(Point placement records)
•••

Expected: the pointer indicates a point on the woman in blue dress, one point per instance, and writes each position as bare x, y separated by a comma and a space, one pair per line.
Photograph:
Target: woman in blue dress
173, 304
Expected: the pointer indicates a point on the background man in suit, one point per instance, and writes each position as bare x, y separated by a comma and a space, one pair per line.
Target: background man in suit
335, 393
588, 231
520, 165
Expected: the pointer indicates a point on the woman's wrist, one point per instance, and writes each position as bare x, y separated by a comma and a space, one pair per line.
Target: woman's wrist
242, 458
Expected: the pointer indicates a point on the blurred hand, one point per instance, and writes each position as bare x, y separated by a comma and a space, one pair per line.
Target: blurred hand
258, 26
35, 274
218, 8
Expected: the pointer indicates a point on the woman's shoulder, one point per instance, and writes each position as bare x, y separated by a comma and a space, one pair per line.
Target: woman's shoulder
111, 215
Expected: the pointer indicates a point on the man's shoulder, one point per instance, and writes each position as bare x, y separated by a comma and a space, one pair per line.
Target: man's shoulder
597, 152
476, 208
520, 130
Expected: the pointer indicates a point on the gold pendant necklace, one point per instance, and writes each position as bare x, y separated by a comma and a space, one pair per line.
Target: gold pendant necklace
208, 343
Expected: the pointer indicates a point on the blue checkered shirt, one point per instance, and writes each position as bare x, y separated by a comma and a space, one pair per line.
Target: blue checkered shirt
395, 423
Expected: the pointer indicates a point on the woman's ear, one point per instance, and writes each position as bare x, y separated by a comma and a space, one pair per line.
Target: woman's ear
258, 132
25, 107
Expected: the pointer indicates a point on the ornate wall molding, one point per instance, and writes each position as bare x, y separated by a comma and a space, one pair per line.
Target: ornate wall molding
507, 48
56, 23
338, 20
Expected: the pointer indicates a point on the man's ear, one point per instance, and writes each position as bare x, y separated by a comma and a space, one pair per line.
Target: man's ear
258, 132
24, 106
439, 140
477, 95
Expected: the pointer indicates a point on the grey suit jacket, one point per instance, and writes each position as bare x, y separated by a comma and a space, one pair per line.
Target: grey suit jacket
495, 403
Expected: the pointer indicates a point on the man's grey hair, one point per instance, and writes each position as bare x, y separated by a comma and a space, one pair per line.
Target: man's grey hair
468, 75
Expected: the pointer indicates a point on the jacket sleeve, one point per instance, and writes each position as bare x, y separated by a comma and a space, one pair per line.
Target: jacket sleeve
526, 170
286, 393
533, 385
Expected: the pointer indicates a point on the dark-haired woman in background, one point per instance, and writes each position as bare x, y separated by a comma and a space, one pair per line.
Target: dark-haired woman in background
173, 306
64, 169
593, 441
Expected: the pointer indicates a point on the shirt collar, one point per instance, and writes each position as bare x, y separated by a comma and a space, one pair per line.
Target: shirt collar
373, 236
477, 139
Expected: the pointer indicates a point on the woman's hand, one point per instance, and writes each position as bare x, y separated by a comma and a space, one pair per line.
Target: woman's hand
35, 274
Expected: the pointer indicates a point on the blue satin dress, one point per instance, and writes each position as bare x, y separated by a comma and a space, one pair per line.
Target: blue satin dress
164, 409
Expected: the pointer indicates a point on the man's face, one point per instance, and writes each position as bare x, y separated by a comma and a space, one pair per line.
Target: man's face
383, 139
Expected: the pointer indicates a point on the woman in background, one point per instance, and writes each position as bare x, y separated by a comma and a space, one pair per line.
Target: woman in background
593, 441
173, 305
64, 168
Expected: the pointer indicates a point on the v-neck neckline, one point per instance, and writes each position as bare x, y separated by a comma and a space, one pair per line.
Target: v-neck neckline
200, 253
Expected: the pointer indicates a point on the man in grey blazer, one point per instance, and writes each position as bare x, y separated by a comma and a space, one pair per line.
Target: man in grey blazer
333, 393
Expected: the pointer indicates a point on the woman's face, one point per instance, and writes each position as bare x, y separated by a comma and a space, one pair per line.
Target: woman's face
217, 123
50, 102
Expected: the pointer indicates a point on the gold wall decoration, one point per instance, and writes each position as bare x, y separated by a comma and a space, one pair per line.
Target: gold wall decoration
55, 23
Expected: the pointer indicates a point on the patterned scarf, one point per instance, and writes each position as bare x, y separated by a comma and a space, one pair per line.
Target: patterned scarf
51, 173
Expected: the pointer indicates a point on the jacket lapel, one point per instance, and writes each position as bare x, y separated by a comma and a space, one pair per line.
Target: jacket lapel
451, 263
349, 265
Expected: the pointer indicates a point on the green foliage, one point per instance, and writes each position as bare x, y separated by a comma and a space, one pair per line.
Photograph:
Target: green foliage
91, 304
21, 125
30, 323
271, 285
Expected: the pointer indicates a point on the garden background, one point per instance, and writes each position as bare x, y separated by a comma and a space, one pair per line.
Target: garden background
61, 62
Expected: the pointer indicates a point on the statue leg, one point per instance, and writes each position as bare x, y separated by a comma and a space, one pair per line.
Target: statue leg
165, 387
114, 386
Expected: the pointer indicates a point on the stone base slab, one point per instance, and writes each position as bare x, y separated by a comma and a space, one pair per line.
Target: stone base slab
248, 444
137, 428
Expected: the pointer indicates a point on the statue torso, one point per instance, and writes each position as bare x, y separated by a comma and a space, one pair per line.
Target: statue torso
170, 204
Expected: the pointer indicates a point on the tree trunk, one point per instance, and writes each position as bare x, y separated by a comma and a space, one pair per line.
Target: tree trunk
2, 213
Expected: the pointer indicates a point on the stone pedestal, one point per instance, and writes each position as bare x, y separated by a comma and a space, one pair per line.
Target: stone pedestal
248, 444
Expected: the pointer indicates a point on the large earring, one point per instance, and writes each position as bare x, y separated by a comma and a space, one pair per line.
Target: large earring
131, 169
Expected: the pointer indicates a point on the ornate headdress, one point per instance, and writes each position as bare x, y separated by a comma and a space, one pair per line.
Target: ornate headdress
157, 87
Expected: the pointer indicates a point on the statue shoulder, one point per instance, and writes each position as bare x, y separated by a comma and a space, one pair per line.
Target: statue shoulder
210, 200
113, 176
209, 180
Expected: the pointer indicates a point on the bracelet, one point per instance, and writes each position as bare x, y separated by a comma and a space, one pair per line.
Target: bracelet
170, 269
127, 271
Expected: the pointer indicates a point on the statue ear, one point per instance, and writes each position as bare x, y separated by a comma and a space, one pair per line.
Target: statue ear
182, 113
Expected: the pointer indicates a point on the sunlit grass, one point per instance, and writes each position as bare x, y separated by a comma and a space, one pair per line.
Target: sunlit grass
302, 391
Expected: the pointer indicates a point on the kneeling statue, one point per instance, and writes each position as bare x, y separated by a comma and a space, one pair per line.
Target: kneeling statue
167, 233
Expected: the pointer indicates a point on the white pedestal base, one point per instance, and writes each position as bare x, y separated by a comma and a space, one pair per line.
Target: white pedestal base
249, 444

•••

**WHAT IS ASKED**
Every entry should be output exactly as written, please.

**OUTPUT BELOW**
Expected: the pointer indicates a point on the woman in blue dress, one point per instance, and writes each position as bare x, y separated by a comma and a space, one pair per line.
Photograph:
Target: woman in blue dress
173, 304
Expected: the pointer indicates a point on the background man in suit, one point per instance, and writes each position as bare x, y separated by a comma and a space, one pair per line.
Target: background man in suit
335, 393
588, 231
520, 165
Expected: the pointer indicates a point on the woman's wrist, one point per instance, and writes each position as bare x, y separated by a comma and a space, one pair per line.
Target: woman's wrist
242, 458
Expected: the pointer indicates a point on the blurred hand, one point per instance, and writes each position as bare x, y separated by a comma and a space, one pair per line.
Target: blurred hand
258, 26
35, 274
218, 8
Expected: the pointer indicates a point on the woman's shoulder, one point per instance, and writes each position as bare x, y separated by a comma and a space, one pair per line.
Target: woman's shoulder
111, 215
Expected: the pointer indicates a point on the man's shoulder, one point per instance, and writes each position as bare x, y separated by a comma and a space, one pair per line.
Target: man's shoulder
597, 152
476, 208
520, 130
Expected: the pointer indicates a point on the gold pendant necklace, one point per instance, and writes each position as bare x, y separated by a comma and a space, one pair per line.
Target: gold pendant necklace
208, 343
Expected: the pointer indicates a point on the blue checkered shirt, one point per instance, and writes each position as bare x, y separated by a comma and a space, one pair per line.
Target: blue checkered shirt
395, 423
Expected: the pointer indicates a point on the woman's ear, one point per instance, and writes each position as bare x, y separated by a comma and a space, one pair per line.
Target: woman's ear
258, 132
25, 107
Expected: the pointer indicates a point on the ornate wall molding, one point per instance, and writes each position as bare x, y separated by a comma and a space, one pair per line.
Target: ornate wall molding
507, 48
56, 23
338, 20
Expected: the pointer indicates a point on the man's ear, one point per instance, and writes each position as bare x, y separated by a comma and a space, one pair per line.
Target: man's ear
258, 132
24, 106
439, 140
477, 95
Expected: the pointer indicates a point on the grey suit jacket, one point per instance, and writes each position as bare x, y separated by a comma and a space, one pair per line.
Target: grey suit jacket
495, 403
Expected: the pointer indicates a point on the man's grey hair, one point per instance, and writes each position as bare x, y separated by a comma and a space, one pair per line.
Target: man's grey hair
468, 75
Expected: the pointer indicates a point on the jacket sleeve, one point per instance, and writes each position as bare x, y separated by a comma and a space, one pair per line.
Target: jacket sleeve
526, 170
286, 393
533, 385
Expected: the pointer indicates a point on the dark-haired woman in background, one point per instance, and writes each position as bare x, y separated by a comma and a space, one pair per line.
Target: dark-haired woman in background
173, 306
64, 169
593, 441
Expected: the pointer indicates a point on the shirt collar, one point per instance, and writes each position as bare x, y separated by a comma and a space, one pair per line.
Target: shirt collar
373, 236
477, 139
Expected: the pointer indicates a point on the woman's hand, one point per instance, and writes each position as bare x, y separated by a comma and a space, one pair per line.
Target: woman's hand
35, 274
Expected: the pointer indicates a point on the blue satin dress, one point per instance, and writes each position as bare x, y separated by a comma and a space, one pair per line.
Target: blue satin dress
164, 409
Expected: the pointer indicates a point on the man's face, one point per instance, and writes each position as bare x, y separated by a comma and a space, one pair per line.
Target: man's face
383, 139
Expected: the pointer indicates a point on the woman in background, one point per instance, and writes each position as bare x, y separated by a comma and a space, one pair per line.
Target: woman in background
593, 441
173, 305
64, 168
Expected: the pointer indicates a point on the v-neck neckline, one point per instance, and writes each position as bare x, y separated by a comma and a space, one pair per line.
Target: v-neck neckline
200, 253
Expected: the pointer indicates a point on the man in grey blazer, one point per instance, and writes each position as bare x, y separated by a comma and a space, one pair per line.
Target: man in grey blazer
333, 393
Expected: the pointer indicates a point on the woman's face, one point per instance, and writes each position as bare x, y separated by a comma and a space, one pair per line.
Target: woman's face
217, 123
50, 102
Expected: the pointer indicates a point on the gold wall decoration, one point per instance, and writes each position as bare x, y separated by a comma and a space, one pair per line.
Target: gold wall decoration
55, 23
Expected: the pointer indicates a point on the patterned scarf, one point per instance, and writes each position as bare x, y separated by a comma and a space, one pair per line.
Target: patterned scarf
51, 173
Expected: the pointer indicates a point on the jacket lapel, one point per instance, and writes each position as bare x, y separated by a comma and a space, one pair per line.
Target: jacket lapel
451, 263
349, 265
Expected: the pointer indicates a point on the green foliage, one point per instance, and writes each position as bare x, y separated by a comma and a space, one pair per line.
Photograph:
Target: green foliage
91, 304
21, 125
30, 323
271, 285
Expected: the pointer indicates a point on the garden background, one point per instance, and writes each position as bare x, y separated by a comma and a space, one pair per line.
Target: garden background
61, 62
Expected: the pointer indicates a point on the statue leg, one point per instance, and writes each position as bare x, y separated by a comma and a space, one pair per line.
Target: statue leg
165, 387
114, 386
Expected: the pointer indicates a point on the stone base slab, one point per instance, and writes each position as bare x, y separated by a comma and a space, one pair per line.
Target: stone base slab
248, 444
137, 428
Expected: the pointer indicates a point on the statue torso, one point per instance, and writes each position as bare x, y separated by a comma and a space, one pair per line.
Target: statue torso
170, 204
Expected: the pointer indicates a point on the tree trunk, one point per instance, and writes each position as bare x, y separated by a comma and a space, one pair per line.
Target: tree trunk
2, 213
Expected: the pointer indicates a point on the stone pedestal, one point per instance, and writes each position as bare x, y separated by a comma and a space, one pair per line.
Target: stone pedestal
248, 444
Expected: the pointer indicates a point on the large earring, one point per instance, and writes each position as bare x, y separated by a comma and a space, one pair per line.
Target: large earring
131, 169
Expected: the pointer indicates a point on the ornate headdress, one point per instance, and writes each position as bare x, y separated by a comma and a space, one pair per line.
Target: ornate headdress
157, 87
Expected: the pointer indicates a point on the statue shoulder, one point per instance, and writes each position as bare x, y separated by a comma and a space, one pair per line.
Target: statue shoulder
210, 200
113, 176
209, 180
Expected: the pointer indicates a point on the bracelet, one point per instance, and writes each position as bare x, y separated by a comma and a space, one pair per line.
Target: bracelet
170, 269
127, 271
Expected: the pointer indicates a point on the statue ear, one point per instance, and writes each position as bare x, y separated by a comma and a space, one pair per line.
Target: statue ear
182, 113
Expected: the pointer indicates a point on the sunlit grass, one point per instance, and writes each position as bare x, y separated by a comma and a space, one pair per line.
Target: sunlit grass
302, 391
Expected: the pointer indicates a point on the kneeling statue, one point per instance, and writes each position as bare x, y separated by a comma and a space, one pair per line.
Target: kneeling statue
167, 233
Expected: the pointer indicates a point on the white pedestal base, one point per instance, and writes each position as bare x, y separated by a comma and a space, one pair per line.
Target: white pedestal base
249, 444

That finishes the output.